Print every item below verbatim, reproducing each line without change.
** begin SOURCE DATA **
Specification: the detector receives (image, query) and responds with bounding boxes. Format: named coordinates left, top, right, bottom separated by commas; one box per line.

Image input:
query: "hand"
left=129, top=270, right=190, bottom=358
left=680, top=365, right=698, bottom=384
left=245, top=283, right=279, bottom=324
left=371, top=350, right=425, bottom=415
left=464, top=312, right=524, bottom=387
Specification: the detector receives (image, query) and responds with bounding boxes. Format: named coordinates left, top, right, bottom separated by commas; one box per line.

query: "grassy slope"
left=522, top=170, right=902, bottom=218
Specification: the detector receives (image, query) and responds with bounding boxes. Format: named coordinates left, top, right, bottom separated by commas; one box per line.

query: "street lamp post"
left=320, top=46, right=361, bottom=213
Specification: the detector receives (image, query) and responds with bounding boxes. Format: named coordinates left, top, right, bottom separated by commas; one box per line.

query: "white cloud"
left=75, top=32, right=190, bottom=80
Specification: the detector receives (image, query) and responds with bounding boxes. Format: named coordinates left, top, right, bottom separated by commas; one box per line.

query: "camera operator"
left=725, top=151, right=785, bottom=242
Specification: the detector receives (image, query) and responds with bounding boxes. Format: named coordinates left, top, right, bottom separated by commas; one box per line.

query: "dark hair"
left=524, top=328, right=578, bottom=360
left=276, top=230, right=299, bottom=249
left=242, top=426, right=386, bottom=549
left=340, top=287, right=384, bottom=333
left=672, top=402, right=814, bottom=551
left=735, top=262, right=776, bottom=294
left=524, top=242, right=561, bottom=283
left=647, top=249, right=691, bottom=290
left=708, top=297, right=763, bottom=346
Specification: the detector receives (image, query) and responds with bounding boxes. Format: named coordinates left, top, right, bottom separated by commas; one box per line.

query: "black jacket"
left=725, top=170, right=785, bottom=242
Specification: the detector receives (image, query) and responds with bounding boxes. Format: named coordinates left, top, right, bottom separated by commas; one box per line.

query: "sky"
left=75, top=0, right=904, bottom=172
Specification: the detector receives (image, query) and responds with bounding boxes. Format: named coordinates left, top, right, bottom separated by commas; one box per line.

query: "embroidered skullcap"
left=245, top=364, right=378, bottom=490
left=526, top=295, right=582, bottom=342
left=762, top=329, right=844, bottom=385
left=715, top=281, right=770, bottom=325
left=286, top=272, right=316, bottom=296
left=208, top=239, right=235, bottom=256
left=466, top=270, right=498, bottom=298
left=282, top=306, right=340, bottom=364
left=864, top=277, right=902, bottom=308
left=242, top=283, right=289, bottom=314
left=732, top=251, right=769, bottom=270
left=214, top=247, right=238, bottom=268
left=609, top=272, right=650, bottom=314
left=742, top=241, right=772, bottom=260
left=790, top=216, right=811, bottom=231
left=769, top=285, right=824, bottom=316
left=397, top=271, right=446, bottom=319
** end SOURCE DATA **
▸ EXERCISE SOLUTION
Specification: the detector receives (image, query) and responds with bounding boxes. Format: named coordinates left, top, right, bottom separated by commas; one box per line.

Image input:
query: "hand"
left=129, top=270, right=190, bottom=358
left=680, top=365, right=698, bottom=384
left=245, top=283, right=279, bottom=324
left=371, top=350, right=425, bottom=415
left=464, top=312, right=524, bottom=387
Specification: the detector receives (image, query) and responds with bounding boxes. Format: named coordinates left, top, right, bottom separated by commas; one box per line.

query: "grassy slope"
left=522, top=170, right=902, bottom=218
Specification: the detector receives (image, query) and responds with bounding boxes. Format: named coordinates left, top, right, bottom separated by commas; one box per line.

query: "street lamp post"
left=320, top=46, right=361, bottom=213
Specification: the detector receives (image, query) and responds with bounding boxes. Format: named coordinates left, top, right, bottom separated by commas; one box per line.

query: "white cloud"
left=75, top=32, right=190, bottom=80
Specification: the detector receives (image, query) and responds with bounding boxes. Format: named coordinates left, top, right, bottom separated by commas; one box per line.

query: "camera operator"
left=725, top=151, right=785, bottom=242
Specification: the detector receives (image, query) and responds with bounding boxes. Format: named coordinates left, top, right, bottom separated by commas; one box per line.

query: "dark hair"
left=524, top=328, right=578, bottom=360
left=276, top=230, right=299, bottom=249
left=242, top=426, right=386, bottom=549
left=340, top=287, right=384, bottom=333
left=672, top=402, right=814, bottom=551
left=735, top=262, right=776, bottom=294
left=524, top=242, right=561, bottom=283
left=647, top=249, right=691, bottom=290
left=708, top=297, right=763, bottom=346
Specification: the detector receives (image, query) and responds with bounding boxes. Format: named coordinates left, top, right, bottom separated by commas; one box per line.

query: "black jacket"
left=725, top=170, right=785, bottom=242
Specification: the detector receives (image, query) and responds with bounding boxes. Format: named coordinates left, top, right, bottom separated by commas; one box per line.

query: "sky"
left=75, top=0, right=904, bottom=172
Specification: the detector receives (image, query) and responds with bounding boxes. Format: named coordinates left, top, right, bottom separated by commas; one box per line.

query: "embroidered skullcap"
left=245, top=364, right=378, bottom=490
left=526, top=295, right=582, bottom=342
left=762, top=329, right=844, bottom=385
left=715, top=281, right=770, bottom=325
left=286, top=272, right=316, bottom=296
left=208, top=239, right=235, bottom=256
left=466, top=270, right=498, bottom=298
left=282, top=306, right=340, bottom=364
left=864, top=277, right=902, bottom=308
left=242, top=283, right=289, bottom=314
left=732, top=251, right=769, bottom=270
left=214, top=247, right=238, bottom=268
left=609, top=272, right=650, bottom=314
left=742, top=241, right=772, bottom=260
left=790, top=216, right=811, bottom=231
left=769, top=285, right=824, bottom=316
left=397, top=271, right=446, bottom=319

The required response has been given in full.